#### Exercise:
How many lines in the records below contain the word "decorative"? Reply with the number alone.

#### Data to use:

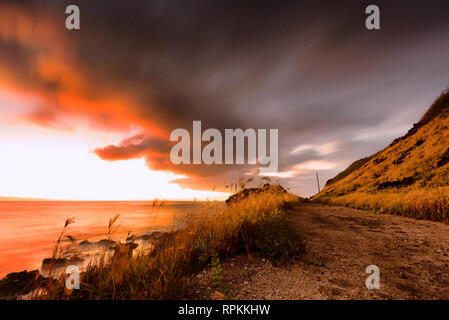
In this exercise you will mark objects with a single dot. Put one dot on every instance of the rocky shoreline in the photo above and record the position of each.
(17, 284)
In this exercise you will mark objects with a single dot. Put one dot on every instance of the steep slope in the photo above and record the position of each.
(409, 177)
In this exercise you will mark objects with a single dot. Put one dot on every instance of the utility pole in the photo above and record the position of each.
(318, 182)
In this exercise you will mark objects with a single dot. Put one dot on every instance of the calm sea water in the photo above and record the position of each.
(29, 229)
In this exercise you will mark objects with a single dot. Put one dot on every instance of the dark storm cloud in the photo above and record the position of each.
(312, 70)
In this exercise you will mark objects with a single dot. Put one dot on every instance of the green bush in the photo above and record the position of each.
(276, 239)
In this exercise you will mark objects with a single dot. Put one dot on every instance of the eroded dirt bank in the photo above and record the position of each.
(412, 255)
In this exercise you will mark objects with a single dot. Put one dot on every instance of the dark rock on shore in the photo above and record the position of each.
(245, 193)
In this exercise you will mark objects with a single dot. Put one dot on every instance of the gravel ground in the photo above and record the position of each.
(412, 256)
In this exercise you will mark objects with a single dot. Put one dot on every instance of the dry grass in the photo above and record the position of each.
(165, 272)
(431, 204)
(410, 177)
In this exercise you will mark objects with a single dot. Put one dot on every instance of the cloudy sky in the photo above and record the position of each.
(87, 114)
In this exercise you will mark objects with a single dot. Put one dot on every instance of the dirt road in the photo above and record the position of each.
(412, 255)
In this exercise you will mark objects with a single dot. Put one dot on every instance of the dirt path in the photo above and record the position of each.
(412, 255)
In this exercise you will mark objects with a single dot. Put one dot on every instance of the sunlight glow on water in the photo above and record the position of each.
(29, 229)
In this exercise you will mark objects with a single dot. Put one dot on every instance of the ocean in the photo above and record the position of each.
(30, 229)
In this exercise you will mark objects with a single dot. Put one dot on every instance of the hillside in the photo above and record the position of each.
(410, 177)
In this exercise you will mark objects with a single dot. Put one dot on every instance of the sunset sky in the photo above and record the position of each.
(86, 114)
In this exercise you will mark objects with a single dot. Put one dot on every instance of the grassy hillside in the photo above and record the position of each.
(410, 177)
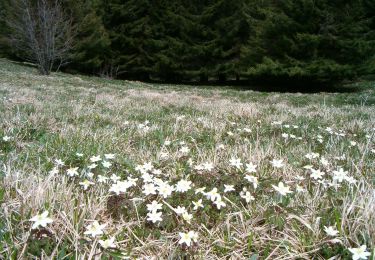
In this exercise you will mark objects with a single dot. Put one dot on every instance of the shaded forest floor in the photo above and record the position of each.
(89, 149)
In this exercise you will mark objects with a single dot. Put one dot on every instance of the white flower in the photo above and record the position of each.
(229, 133)
(324, 161)
(86, 183)
(72, 172)
(157, 172)
(246, 195)
(331, 231)
(311, 156)
(6, 138)
(187, 238)
(165, 190)
(187, 217)
(277, 163)
(282, 189)
(108, 243)
(120, 187)
(92, 166)
(235, 162)
(253, 180)
(220, 147)
(359, 252)
(339, 175)
(180, 210)
(102, 178)
(219, 202)
(316, 174)
(115, 178)
(106, 164)
(154, 216)
(59, 162)
(41, 220)
(94, 159)
(200, 190)
(154, 206)
(94, 229)
(147, 178)
(148, 189)
(183, 186)
(228, 188)
(197, 204)
(250, 167)
(110, 156)
(212, 195)
(208, 166)
(54, 171)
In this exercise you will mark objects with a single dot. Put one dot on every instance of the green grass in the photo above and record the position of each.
(55, 117)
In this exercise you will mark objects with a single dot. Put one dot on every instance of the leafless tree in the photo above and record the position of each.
(42, 32)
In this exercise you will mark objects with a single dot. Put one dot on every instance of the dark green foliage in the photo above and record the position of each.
(295, 41)
(307, 40)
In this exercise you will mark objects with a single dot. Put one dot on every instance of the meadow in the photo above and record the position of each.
(102, 169)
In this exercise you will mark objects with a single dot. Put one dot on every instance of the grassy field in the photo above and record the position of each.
(286, 176)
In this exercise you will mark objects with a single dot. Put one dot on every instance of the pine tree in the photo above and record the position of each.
(305, 40)
(92, 44)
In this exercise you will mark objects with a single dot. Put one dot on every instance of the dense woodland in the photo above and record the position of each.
(321, 41)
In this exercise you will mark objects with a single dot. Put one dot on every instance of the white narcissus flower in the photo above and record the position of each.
(180, 210)
(208, 166)
(331, 231)
(72, 172)
(154, 206)
(212, 195)
(59, 162)
(187, 217)
(183, 186)
(250, 167)
(197, 204)
(165, 190)
(277, 163)
(6, 138)
(253, 180)
(41, 220)
(94, 229)
(102, 178)
(282, 189)
(316, 174)
(148, 189)
(154, 216)
(359, 252)
(340, 175)
(94, 159)
(108, 243)
(246, 195)
(106, 164)
(228, 188)
(219, 203)
(187, 238)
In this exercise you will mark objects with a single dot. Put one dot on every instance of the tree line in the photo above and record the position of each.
(303, 41)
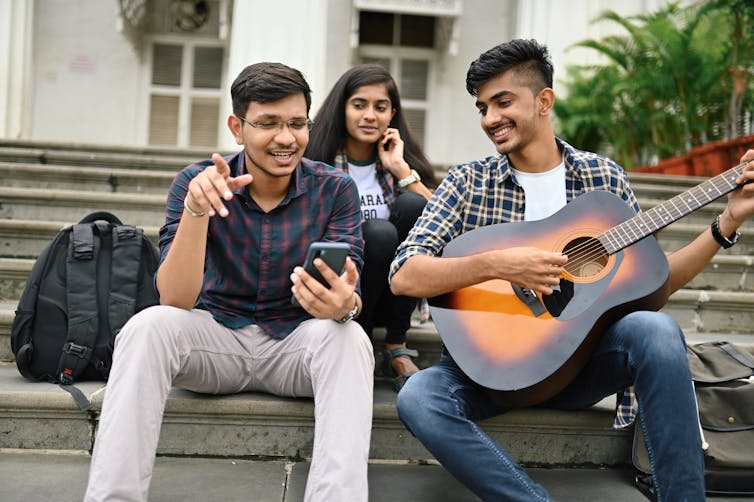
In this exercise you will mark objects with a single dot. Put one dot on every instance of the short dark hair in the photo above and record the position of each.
(265, 83)
(329, 132)
(528, 58)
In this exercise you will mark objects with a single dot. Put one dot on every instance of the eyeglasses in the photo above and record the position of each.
(296, 124)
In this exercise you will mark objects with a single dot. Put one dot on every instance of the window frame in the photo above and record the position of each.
(185, 92)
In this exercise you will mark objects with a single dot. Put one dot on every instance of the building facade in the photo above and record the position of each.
(156, 72)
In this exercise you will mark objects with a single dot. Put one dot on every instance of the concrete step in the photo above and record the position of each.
(709, 313)
(72, 205)
(41, 476)
(27, 238)
(43, 416)
(724, 273)
(88, 155)
(95, 179)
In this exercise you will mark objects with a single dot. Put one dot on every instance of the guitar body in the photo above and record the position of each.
(526, 347)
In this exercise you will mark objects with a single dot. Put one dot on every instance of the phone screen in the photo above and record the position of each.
(332, 253)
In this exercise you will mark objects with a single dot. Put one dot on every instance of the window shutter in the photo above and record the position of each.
(205, 114)
(414, 78)
(416, 119)
(166, 64)
(208, 67)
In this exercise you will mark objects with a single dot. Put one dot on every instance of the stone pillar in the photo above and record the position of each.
(271, 31)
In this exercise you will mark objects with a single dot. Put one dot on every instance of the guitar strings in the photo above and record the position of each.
(592, 250)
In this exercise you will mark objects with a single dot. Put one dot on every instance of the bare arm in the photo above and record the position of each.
(688, 261)
(392, 160)
(181, 274)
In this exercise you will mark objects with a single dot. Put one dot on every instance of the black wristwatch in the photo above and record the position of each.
(725, 242)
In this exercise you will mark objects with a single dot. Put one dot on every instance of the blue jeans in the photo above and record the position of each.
(441, 405)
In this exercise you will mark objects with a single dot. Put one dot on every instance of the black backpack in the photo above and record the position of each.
(722, 373)
(82, 289)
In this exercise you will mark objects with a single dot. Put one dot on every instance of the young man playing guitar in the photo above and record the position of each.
(534, 176)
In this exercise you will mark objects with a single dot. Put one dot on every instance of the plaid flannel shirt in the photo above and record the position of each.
(485, 192)
(251, 253)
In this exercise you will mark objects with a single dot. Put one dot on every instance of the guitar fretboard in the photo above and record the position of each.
(662, 215)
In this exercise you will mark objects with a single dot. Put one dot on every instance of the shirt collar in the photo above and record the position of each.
(297, 188)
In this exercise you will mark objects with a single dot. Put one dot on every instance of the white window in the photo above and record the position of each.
(405, 45)
(184, 93)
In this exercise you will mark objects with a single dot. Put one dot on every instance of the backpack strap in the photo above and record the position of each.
(124, 282)
(83, 320)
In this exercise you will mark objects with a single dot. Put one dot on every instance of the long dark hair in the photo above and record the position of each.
(329, 132)
(265, 83)
(528, 58)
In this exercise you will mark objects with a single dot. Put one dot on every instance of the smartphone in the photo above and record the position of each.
(332, 253)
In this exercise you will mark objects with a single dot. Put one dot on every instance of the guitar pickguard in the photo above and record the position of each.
(507, 345)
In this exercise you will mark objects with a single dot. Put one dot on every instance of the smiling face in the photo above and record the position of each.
(511, 114)
(273, 152)
(368, 115)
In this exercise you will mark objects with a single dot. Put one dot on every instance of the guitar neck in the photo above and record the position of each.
(662, 215)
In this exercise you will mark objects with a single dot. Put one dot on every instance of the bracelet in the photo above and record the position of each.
(725, 242)
(190, 211)
(351, 314)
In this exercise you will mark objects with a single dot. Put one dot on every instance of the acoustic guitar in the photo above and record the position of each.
(526, 347)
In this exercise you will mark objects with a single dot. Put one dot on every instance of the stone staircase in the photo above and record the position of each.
(44, 187)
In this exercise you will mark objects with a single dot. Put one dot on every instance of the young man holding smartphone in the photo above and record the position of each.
(236, 232)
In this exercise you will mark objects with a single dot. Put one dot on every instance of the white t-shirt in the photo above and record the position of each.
(373, 205)
(545, 192)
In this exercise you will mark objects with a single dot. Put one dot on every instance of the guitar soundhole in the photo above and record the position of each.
(586, 257)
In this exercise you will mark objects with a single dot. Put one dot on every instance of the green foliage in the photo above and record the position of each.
(666, 87)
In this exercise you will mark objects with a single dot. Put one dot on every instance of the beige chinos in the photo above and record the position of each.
(162, 347)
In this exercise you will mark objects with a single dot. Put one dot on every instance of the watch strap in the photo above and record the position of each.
(725, 242)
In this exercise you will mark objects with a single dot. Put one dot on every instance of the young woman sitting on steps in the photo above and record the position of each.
(361, 130)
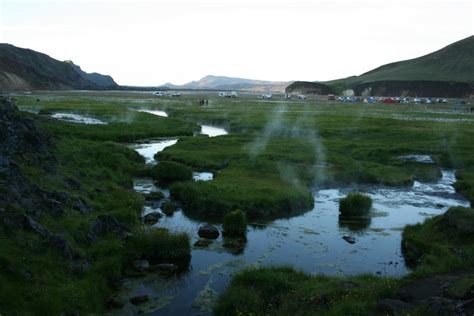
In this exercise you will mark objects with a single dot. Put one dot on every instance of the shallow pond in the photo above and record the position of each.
(212, 131)
(312, 242)
(149, 149)
(77, 118)
(154, 112)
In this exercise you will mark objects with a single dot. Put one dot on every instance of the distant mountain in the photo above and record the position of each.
(25, 69)
(446, 72)
(308, 87)
(230, 83)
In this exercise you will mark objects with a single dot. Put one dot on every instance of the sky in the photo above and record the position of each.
(149, 43)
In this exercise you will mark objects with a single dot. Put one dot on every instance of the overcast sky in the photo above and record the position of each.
(153, 42)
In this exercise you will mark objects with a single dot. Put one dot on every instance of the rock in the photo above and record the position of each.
(61, 244)
(235, 244)
(349, 285)
(141, 265)
(140, 299)
(461, 219)
(462, 289)
(441, 305)
(165, 267)
(153, 196)
(33, 225)
(152, 218)
(113, 303)
(105, 224)
(208, 231)
(392, 307)
(169, 207)
(80, 266)
(349, 239)
(202, 243)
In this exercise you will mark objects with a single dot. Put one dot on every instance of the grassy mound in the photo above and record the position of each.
(443, 243)
(167, 172)
(284, 291)
(159, 246)
(355, 204)
(235, 223)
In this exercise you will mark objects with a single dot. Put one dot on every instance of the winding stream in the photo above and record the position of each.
(311, 242)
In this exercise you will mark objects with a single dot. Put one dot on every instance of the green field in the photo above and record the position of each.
(276, 153)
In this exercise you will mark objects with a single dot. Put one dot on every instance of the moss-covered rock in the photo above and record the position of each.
(168, 171)
(235, 223)
(355, 204)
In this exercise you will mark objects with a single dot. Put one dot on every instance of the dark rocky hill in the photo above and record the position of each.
(448, 72)
(26, 69)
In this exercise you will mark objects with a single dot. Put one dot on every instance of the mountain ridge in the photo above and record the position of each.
(24, 69)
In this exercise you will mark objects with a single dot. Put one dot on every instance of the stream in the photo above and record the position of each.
(312, 242)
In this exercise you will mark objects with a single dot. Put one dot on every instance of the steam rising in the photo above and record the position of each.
(277, 127)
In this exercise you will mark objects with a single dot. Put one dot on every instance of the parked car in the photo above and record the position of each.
(160, 94)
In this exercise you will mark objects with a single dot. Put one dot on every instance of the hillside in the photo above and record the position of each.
(308, 87)
(453, 63)
(230, 83)
(25, 69)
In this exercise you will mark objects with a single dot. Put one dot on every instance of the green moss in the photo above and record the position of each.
(284, 291)
(355, 204)
(440, 244)
(235, 223)
(159, 246)
(167, 172)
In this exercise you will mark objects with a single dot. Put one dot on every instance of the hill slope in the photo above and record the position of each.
(22, 69)
(231, 83)
(453, 63)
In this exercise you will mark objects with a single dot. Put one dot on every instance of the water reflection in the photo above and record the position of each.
(77, 118)
(212, 131)
(355, 224)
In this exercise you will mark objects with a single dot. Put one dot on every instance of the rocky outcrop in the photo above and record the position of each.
(22, 143)
(208, 231)
(415, 88)
(309, 88)
(107, 224)
(24, 146)
(25, 69)
(444, 294)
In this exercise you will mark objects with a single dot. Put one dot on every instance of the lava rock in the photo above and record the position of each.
(140, 299)
(169, 208)
(153, 196)
(113, 303)
(152, 218)
(349, 239)
(392, 307)
(141, 265)
(208, 231)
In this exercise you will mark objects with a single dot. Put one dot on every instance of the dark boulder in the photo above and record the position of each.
(153, 196)
(139, 299)
(152, 218)
(208, 231)
(349, 239)
(169, 207)
(106, 224)
(392, 307)
(141, 265)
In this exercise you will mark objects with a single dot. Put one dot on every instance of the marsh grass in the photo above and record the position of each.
(284, 291)
(167, 172)
(235, 223)
(441, 244)
(159, 246)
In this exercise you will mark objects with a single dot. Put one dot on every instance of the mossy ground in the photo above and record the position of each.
(267, 166)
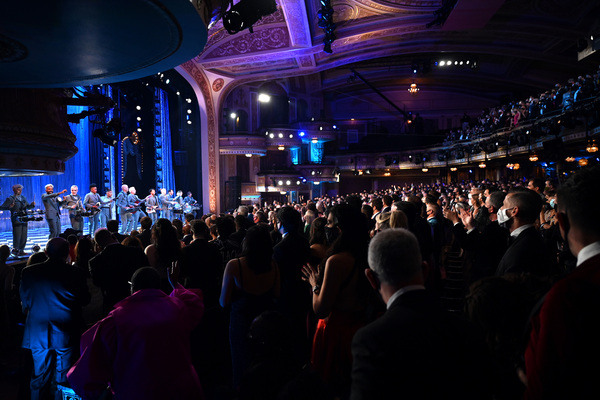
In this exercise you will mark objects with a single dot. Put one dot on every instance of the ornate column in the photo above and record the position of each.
(209, 91)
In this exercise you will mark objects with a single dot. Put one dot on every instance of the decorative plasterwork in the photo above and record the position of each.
(212, 134)
(297, 22)
(272, 38)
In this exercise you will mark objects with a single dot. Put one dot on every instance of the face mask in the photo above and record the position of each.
(503, 218)
(331, 233)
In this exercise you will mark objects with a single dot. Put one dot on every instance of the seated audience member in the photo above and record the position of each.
(398, 219)
(415, 350)
(84, 252)
(563, 344)
(141, 350)
(145, 235)
(112, 268)
(133, 241)
(113, 227)
(201, 264)
(500, 306)
(274, 362)
(178, 225)
(7, 274)
(52, 296)
(527, 252)
(186, 230)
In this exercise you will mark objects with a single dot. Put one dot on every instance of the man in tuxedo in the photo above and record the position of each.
(486, 248)
(526, 252)
(112, 268)
(92, 204)
(201, 264)
(416, 349)
(563, 350)
(52, 205)
(52, 295)
(125, 210)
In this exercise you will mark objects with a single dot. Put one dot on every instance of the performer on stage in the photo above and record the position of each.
(125, 211)
(152, 205)
(178, 205)
(135, 203)
(106, 208)
(165, 203)
(92, 203)
(52, 204)
(188, 204)
(72, 202)
(17, 203)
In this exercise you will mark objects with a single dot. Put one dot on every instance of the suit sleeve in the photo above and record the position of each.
(365, 361)
(91, 374)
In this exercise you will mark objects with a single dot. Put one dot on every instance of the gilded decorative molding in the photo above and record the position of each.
(212, 123)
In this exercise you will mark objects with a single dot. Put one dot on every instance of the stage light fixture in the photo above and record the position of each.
(109, 133)
(246, 13)
(264, 98)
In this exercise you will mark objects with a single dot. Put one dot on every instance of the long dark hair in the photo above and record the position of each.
(354, 236)
(258, 249)
(317, 231)
(164, 238)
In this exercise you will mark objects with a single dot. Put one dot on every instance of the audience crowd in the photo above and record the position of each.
(563, 98)
(343, 297)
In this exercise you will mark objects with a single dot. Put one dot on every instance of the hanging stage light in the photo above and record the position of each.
(246, 13)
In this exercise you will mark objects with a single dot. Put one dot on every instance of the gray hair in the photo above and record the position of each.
(394, 255)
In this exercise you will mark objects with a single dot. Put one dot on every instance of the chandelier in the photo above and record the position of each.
(533, 157)
(592, 147)
(413, 89)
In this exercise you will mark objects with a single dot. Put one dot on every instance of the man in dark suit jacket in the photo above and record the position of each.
(112, 268)
(561, 359)
(485, 249)
(52, 295)
(415, 350)
(52, 206)
(527, 252)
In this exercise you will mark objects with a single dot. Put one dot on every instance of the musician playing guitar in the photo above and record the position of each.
(106, 208)
(92, 203)
(72, 202)
(134, 207)
(152, 205)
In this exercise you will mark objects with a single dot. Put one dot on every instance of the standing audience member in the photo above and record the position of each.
(251, 283)
(141, 350)
(7, 274)
(527, 252)
(291, 253)
(52, 295)
(337, 296)
(415, 350)
(563, 344)
(164, 250)
(112, 268)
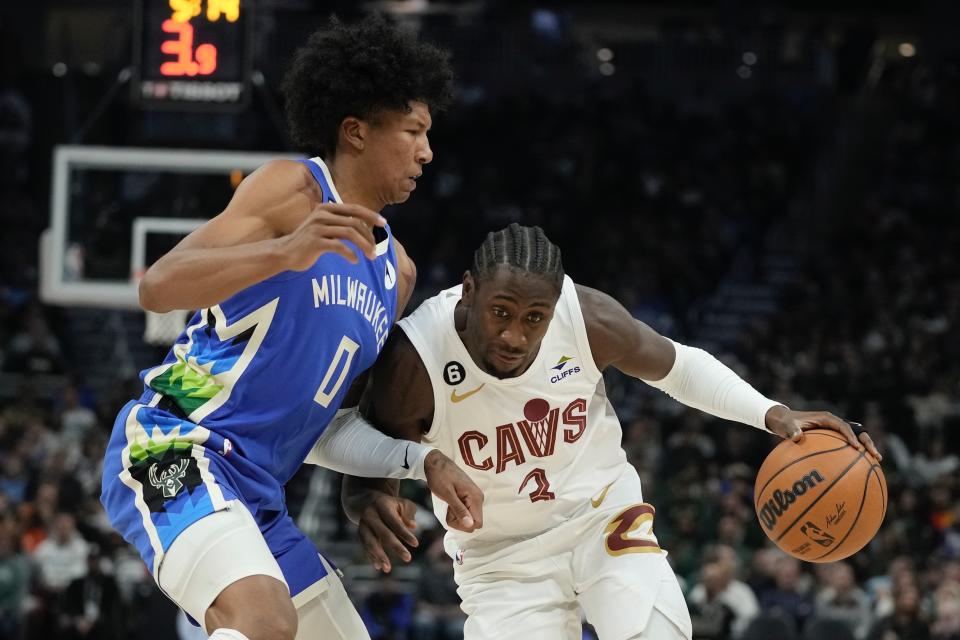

#### Task output:
2